▶ _TASK DETAILS_: The records below are to be transcribed exactly, with the pictures removed.
━━━ TASK INPUTS
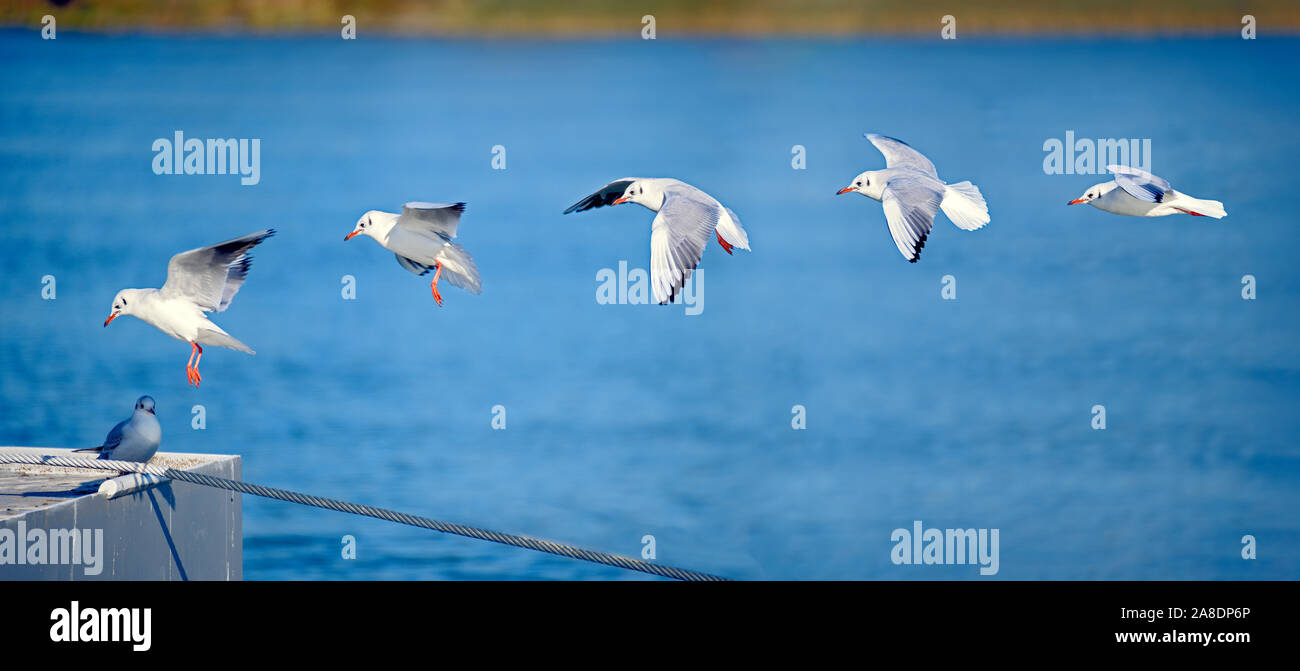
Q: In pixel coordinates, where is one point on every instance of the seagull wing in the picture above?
(432, 217)
(677, 238)
(607, 194)
(1140, 184)
(898, 154)
(111, 441)
(211, 276)
(910, 204)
━━━━━━
▶ _EXERCISE ANSWER_:
Q: In pixel coordinates, where is one point on every instance of the seagull wing in the picture above?
(432, 217)
(677, 238)
(607, 194)
(1140, 184)
(898, 154)
(111, 441)
(211, 276)
(910, 204)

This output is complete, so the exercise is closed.